Gather every line in the items that contains the word "shower", matching case exactly. List each such line in full.

Entries from a dataset:
===

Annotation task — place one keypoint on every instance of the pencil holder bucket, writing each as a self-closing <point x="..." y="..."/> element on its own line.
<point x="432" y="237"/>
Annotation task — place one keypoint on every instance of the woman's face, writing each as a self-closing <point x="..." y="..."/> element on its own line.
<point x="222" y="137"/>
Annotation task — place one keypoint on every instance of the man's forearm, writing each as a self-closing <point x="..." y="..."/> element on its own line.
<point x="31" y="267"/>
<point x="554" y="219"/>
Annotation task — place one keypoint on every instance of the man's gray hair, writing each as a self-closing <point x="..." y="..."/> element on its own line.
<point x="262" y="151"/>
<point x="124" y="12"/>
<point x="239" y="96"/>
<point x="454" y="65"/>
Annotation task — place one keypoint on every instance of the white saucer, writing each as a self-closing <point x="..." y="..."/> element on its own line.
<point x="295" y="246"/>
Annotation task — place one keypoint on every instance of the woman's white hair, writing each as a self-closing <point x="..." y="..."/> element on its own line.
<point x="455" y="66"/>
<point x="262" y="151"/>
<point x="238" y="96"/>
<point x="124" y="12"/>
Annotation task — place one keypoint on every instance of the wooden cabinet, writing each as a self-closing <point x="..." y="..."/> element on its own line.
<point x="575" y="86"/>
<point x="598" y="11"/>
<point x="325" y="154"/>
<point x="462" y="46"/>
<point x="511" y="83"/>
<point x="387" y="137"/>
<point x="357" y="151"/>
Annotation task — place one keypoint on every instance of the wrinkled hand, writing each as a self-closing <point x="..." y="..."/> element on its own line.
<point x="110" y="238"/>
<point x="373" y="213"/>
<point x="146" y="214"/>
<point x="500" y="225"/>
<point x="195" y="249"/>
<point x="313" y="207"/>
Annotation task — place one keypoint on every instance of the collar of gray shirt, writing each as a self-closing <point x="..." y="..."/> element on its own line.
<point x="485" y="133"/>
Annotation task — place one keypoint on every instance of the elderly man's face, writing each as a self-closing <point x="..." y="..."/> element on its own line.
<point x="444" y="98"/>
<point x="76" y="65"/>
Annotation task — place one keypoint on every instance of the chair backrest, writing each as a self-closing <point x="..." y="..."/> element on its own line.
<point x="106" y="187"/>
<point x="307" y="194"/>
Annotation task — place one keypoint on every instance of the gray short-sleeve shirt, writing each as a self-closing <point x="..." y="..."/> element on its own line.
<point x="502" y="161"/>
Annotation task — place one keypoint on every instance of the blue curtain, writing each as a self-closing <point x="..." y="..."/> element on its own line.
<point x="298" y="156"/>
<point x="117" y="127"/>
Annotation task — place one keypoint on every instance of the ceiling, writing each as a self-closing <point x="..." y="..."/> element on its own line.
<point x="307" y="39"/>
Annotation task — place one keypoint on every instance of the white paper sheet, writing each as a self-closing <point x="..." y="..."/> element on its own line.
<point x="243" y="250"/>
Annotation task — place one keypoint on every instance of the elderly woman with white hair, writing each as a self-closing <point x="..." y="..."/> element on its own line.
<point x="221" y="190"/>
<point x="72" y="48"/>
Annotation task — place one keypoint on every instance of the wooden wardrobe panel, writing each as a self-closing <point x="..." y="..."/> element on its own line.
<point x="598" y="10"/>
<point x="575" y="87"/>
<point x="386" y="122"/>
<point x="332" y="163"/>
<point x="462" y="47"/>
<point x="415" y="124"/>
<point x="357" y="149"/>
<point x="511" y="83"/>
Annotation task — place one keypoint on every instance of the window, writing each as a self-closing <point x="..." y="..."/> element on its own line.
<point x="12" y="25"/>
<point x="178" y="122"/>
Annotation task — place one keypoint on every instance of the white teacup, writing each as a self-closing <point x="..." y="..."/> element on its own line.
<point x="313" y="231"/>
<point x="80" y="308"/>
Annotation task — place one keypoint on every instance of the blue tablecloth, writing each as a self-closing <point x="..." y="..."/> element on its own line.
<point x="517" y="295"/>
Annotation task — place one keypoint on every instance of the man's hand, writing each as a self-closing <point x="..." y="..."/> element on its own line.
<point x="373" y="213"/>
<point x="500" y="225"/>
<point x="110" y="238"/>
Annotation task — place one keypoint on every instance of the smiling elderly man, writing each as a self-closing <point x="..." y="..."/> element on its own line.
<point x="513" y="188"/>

===

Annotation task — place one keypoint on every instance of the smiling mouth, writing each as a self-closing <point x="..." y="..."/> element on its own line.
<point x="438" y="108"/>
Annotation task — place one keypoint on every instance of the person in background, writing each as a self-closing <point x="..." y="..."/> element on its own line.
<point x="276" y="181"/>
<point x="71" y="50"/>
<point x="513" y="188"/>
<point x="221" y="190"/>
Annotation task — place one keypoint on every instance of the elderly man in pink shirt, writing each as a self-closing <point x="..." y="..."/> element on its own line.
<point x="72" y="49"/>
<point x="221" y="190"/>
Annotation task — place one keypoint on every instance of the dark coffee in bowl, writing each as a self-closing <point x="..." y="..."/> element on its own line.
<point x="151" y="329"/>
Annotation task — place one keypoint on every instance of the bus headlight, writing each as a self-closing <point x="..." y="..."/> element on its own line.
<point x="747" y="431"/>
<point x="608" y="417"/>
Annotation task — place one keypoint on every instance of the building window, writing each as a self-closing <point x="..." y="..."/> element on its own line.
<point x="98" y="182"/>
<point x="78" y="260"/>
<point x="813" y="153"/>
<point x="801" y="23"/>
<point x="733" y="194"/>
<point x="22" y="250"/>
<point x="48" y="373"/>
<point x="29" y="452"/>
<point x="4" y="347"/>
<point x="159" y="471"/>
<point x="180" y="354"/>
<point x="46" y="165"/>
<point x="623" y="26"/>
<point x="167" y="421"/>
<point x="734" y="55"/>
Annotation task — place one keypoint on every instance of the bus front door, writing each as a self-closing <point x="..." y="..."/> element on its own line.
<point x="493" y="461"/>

===

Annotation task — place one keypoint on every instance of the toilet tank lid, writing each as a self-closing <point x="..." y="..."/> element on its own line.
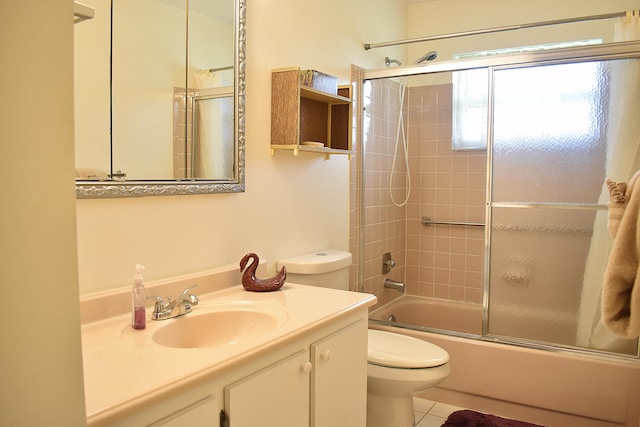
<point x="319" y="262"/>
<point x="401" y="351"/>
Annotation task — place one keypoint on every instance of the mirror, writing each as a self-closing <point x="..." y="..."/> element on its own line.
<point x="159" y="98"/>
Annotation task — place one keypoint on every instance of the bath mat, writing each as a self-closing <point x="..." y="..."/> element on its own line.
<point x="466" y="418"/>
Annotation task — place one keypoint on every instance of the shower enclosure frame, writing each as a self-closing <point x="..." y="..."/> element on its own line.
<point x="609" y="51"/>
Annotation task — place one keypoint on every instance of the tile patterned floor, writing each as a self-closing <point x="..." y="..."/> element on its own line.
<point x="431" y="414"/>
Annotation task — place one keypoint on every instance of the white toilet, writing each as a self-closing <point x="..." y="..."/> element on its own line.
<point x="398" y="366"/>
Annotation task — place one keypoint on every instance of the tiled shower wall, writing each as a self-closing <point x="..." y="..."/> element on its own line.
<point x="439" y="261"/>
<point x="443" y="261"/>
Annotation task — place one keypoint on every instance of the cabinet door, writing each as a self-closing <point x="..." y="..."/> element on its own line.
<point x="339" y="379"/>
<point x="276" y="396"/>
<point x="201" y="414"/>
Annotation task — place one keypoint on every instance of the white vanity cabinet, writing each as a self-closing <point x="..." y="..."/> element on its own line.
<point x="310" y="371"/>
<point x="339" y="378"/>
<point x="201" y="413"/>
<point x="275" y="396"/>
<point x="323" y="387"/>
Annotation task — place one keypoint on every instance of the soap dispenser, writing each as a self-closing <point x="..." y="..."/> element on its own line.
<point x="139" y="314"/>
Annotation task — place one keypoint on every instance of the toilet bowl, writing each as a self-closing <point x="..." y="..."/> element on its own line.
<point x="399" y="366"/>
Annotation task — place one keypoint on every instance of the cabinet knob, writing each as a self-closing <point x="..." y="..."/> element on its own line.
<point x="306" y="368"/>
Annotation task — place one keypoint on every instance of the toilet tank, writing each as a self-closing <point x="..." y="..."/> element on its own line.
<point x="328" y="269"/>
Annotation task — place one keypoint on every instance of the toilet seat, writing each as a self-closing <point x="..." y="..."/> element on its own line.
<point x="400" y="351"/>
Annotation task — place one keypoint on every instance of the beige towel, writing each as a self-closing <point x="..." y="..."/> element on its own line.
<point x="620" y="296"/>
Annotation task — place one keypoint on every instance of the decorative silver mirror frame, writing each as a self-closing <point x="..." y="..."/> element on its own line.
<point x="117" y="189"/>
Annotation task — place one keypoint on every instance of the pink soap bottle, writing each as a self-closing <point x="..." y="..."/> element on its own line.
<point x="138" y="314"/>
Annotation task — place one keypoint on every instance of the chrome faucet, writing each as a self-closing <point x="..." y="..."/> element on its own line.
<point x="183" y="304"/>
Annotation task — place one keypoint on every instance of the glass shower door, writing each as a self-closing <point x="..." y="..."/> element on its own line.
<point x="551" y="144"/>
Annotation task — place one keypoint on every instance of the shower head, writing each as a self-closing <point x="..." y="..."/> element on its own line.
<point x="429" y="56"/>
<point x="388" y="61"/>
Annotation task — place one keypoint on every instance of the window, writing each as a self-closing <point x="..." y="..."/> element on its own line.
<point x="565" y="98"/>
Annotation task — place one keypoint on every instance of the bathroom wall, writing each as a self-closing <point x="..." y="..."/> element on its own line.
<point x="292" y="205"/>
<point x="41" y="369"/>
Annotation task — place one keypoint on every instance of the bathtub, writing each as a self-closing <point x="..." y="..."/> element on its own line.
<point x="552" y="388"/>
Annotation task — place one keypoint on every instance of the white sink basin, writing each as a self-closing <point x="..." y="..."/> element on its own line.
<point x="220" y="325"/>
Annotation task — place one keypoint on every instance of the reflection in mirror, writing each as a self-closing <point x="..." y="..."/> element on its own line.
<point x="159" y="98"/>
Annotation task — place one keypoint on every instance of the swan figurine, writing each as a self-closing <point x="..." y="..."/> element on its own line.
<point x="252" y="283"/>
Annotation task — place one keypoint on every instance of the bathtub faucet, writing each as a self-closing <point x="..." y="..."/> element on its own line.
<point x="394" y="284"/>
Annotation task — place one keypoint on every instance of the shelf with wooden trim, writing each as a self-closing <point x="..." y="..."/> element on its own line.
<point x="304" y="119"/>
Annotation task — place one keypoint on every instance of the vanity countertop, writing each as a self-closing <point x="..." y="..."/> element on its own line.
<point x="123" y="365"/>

===

In response:
Annotation task — place one keypoint on every instance of the shower enclosure frame, writing each as a self-closing <point x="..." y="..."/> element on its own line.
Annotation task — place one keypoint on every instance of the tiled shower wall, writing each as a self-closing <point x="..." y="..."/> element on its own line.
Annotation task — place one keypoint on every instance of the glass shower door, writing each as a self-closing <point x="..." y="..."/> element on its own line.
Annotation task — place one keypoint on every instance of the shower head, writing each as a self-closing <point x="..." y="..."/> element on its own line.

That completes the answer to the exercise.